■ **RECORDS FOR PROCESSING**
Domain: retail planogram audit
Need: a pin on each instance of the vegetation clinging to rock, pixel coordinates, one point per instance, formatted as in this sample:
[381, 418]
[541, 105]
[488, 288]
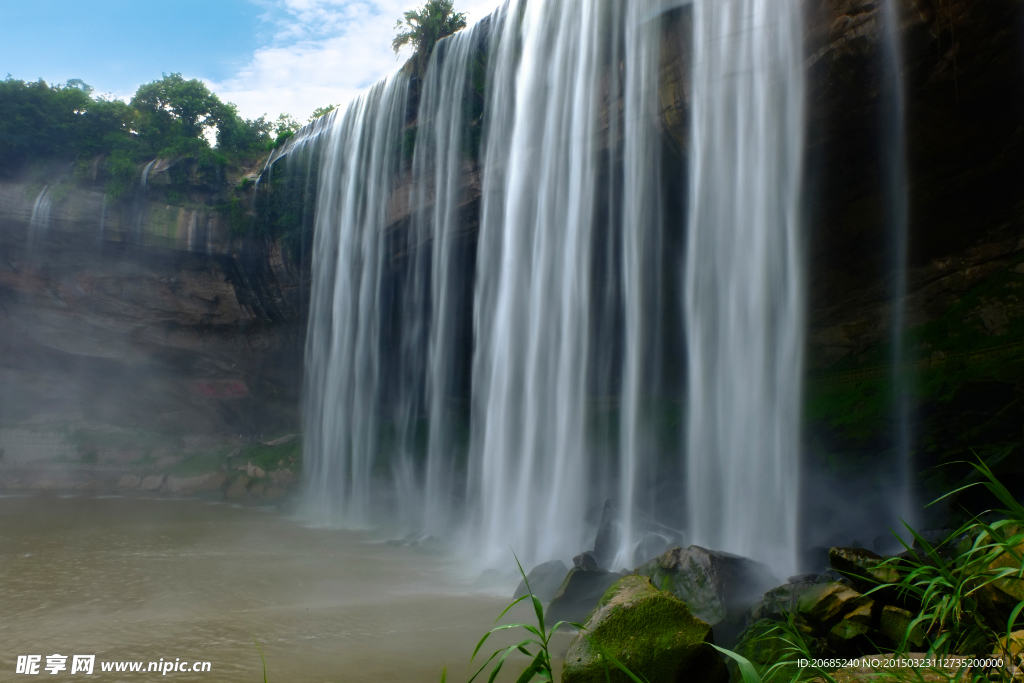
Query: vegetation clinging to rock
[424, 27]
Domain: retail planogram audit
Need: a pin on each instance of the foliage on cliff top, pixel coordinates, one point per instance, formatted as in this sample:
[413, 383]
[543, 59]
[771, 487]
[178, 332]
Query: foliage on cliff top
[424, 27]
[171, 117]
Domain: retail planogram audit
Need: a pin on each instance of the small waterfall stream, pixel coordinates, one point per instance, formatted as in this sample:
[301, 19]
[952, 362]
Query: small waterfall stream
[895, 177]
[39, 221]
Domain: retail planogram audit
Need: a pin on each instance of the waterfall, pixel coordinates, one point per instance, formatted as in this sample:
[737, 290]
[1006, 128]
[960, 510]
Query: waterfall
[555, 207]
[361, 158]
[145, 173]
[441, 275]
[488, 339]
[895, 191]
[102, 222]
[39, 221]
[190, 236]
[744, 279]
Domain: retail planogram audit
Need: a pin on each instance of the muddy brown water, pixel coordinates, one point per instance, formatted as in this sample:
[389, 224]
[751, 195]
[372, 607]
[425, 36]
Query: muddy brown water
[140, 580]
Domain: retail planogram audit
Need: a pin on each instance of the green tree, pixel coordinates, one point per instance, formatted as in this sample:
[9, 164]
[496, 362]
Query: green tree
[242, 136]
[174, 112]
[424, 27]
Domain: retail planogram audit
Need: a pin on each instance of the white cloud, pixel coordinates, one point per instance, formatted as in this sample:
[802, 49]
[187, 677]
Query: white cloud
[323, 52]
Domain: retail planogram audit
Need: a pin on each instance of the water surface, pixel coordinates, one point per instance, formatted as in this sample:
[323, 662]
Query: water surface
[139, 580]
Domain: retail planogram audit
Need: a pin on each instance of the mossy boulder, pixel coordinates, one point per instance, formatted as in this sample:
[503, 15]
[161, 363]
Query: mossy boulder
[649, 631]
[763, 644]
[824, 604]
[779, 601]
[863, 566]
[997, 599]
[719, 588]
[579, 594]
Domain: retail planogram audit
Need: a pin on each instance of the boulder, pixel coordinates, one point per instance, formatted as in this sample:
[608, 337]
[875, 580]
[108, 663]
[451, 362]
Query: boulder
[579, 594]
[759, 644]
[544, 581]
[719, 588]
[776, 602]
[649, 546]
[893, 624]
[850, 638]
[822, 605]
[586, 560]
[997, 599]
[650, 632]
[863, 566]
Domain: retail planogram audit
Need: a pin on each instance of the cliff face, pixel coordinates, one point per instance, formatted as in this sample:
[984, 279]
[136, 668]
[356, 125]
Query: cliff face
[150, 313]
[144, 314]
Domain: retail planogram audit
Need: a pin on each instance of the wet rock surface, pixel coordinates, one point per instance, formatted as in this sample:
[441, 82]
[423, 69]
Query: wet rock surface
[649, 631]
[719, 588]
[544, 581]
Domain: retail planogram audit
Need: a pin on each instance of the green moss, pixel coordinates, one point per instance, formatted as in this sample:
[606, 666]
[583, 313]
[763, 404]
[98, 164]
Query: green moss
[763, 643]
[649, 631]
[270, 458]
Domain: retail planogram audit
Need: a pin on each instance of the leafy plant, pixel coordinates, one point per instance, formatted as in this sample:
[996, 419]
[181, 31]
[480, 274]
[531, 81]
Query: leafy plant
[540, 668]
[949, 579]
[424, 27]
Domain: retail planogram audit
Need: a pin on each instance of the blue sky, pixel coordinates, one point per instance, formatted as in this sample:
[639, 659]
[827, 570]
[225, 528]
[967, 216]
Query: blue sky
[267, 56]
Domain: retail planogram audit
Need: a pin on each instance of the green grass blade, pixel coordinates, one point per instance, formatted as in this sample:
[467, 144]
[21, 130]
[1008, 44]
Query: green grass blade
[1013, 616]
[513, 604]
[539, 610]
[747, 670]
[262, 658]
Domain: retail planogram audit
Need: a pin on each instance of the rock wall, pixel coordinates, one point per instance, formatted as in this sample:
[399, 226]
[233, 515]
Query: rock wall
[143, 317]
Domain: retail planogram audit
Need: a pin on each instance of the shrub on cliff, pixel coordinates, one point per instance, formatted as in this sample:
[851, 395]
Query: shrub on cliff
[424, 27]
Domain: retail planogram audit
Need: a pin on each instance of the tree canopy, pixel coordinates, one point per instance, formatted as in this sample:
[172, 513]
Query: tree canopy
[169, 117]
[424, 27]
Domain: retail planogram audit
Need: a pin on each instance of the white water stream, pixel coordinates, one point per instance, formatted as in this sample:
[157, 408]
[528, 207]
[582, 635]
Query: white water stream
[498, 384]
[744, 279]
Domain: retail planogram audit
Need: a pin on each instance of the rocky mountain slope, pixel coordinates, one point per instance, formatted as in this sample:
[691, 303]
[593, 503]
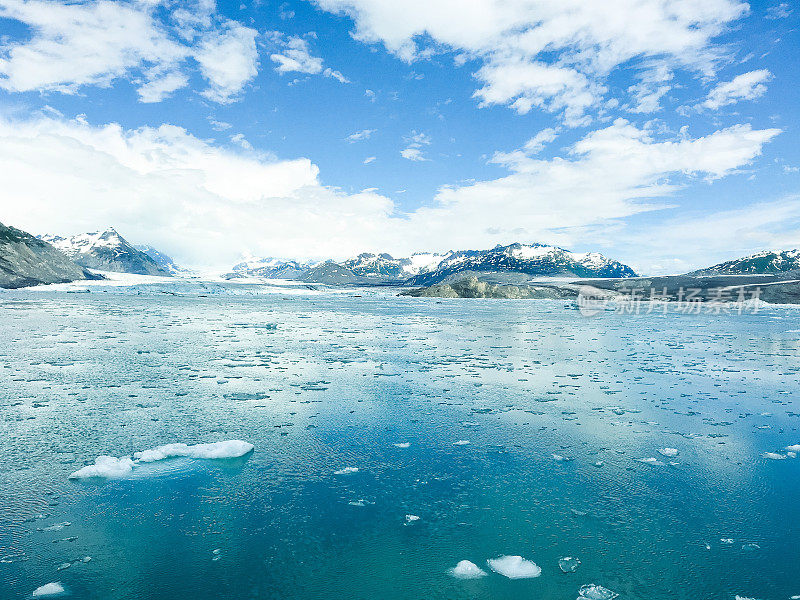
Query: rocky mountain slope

■ **EXERCISE DETAILS**
Reproduce every record above exactly, omitting the pictures.

■ **CORRECT RESULT**
Domain: retail planogram audit
Need: a pin on each instance of the vegetation clinging to rock, pixel coordinates, one point per instance, formatted as in this sample:
[381, 418]
[541, 105]
[488, 288]
Query: vegetation clinging to rock
[424, 27]
Domain: retail planogram audit
Need: a pin on each instance of the foliage on cliff top, pixel coordinates, one point per instance, formatted as in this sample:
[413, 383]
[543, 59]
[771, 487]
[178, 332]
Query: foliage on cliff top
[424, 27]
[171, 117]
Domain: retail planogram audit
Need: a pin on each instance of the small waterfall stream, pixel coordinates, one point per instance, formatted as in this sample:
[301, 19]
[952, 362]
Query: small waterfall stream
[895, 177]
[39, 221]
Domain: retail planogram audit
Need: a pin on each instance of the waterfall, pixel coordinates, one point per instance, formatted as in this sample:
[737, 290]
[1006, 128]
[960, 510]
Query: waterfall
[555, 207]
[361, 158]
[145, 173]
[441, 275]
[488, 339]
[895, 191]
[102, 222]
[39, 221]
[190, 236]
[744, 279]
Domain: retail planogram audit
Need: a pin on each instance of the muddy brown water, pixel coordinates, one point per instance, formatted as in this sample:
[389, 224]
[751, 195]
[372, 607]
[425, 36]
Query: muddy brown water
[140, 580]
Domain: retail planogram audit
Need: a pin on each instance of the green tree, pixel coordinates, one point per instance, formatted as in this sample:
[9, 164]
[496, 362]
Query: green tree
[242, 136]
[174, 112]
[424, 27]
Domain: retail planogram audit
Need: a pin on each instance of the white cloud, pixel coordinates, one point per instance, formatted as in this sample:
[802, 49]
[187, 677]
Query: white cloud
[323, 52]
Domain: retail planogram audit
Need: a pin on each instance of the water surface, pixel coordinates, one point per instance, formatted as in this sample:
[323, 662]
Query: water surface
[139, 580]
Domain: retail planogram audit
Need: a pin on each instance of the mossy boulder, pixel coordinates, one point per instance, formatted as in this sample:
[503, 15]
[161, 363]
Query: mossy boulder
[649, 631]
[763, 644]
[824, 604]
[779, 601]
[863, 566]
[997, 599]
[719, 588]
[579, 594]
Domain: retail planogram audit
Need: a pin on each instance of the boulder, pixel coordinates, one point per instance, formatted as in this sample:
[608, 337]
[875, 580]
[108, 663]
[451, 362]
Query: boulder
[579, 594]
[759, 644]
[544, 581]
[719, 588]
[776, 602]
[649, 546]
[893, 624]
[850, 638]
[822, 605]
[586, 560]
[997, 599]
[650, 632]
[863, 566]
Domain: retail planogram audit
Need: a pin on each instance of the cliff face, pixel coordinates, one point per instance, formatted as in this sample:
[984, 279]
[136, 668]
[356, 125]
Query: cliff face
[150, 313]
[144, 314]
Domain: retail planogram audit
Need: a pin on each instance of the wet rock surface, pixel coordinates, one point per instance, formatted as in this sample:
[441, 82]
[423, 69]
Query: wet rock surface
[649, 631]
[719, 588]
[544, 581]
Domain: retail planogram audit
Need: a pin on each instance of the green moss, pixel coordinates, one point per instance, formatted as in this sample:
[606, 666]
[583, 313]
[763, 404]
[98, 164]
Query: green moss
[763, 643]
[649, 631]
[270, 458]
Domain: retail planogram audit
Need: a pin on each instance of the leafy plant, pixel coordinates, one point per instance, formatted as in this sample:
[996, 419]
[181, 31]
[480, 274]
[531, 81]
Query: leafy plant
[540, 668]
[949, 579]
[424, 27]
Domain: retail planogram audit
Need: a pin on each instance of the blue sky, pixel coordinates, one point per instance, formatted as in this sample:
[639, 659]
[827, 570]
[225, 528]
[967, 216]
Query: blue sky
[267, 56]
Domain: retail planogram audit
Need: a pin on each instance of the green grass blade, pixel coordinates, one point per instance, formatted as in this sample:
[467, 144]
[21, 130]
[1008, 44]
Query: green grass blade
[1013, 616]
[513, 604]
[539, 610]
[747, 670]
[262, 658]
Domain: retail planogram audit
Need: a pin on each instance of the rock wall, pixel coordinates, one point per instance, formatted as in this sample:
[399, 226]
[233, 515]
Query: rock wall
[143, 317]
Domain: retail planogram audit
Need: a pin on each instance of the shrub on cliff, pixel coordinates, one point per instance, formatted as in this sample:
[851, 395]
Query: shrub on cliff
[424, 27]
Domain: retail planogram audit
Need: a pin on each instance of the tree canopy, pixel coordinates, one point per instance, formatted as in this sample:
[172, 513]
Query: tree canopy
[169, 117]
[424, 27]
Domain: retail planogram audit
Need: a pin on each instance of the white water stream, pixel coordinates, one point per instance, formatted as in this sample:
[157, 408]
[528, 207]
[582, 635]
Query: white water stream
[498, 384]
[744, 279]
Domain: retail planogram audit
Need: a pin on each instance of the rocky mountain slope, pixel coordinates, one point per instance, formatted as in this sample:
[691, 303]
[593, 503]
Query: rocky mountain slope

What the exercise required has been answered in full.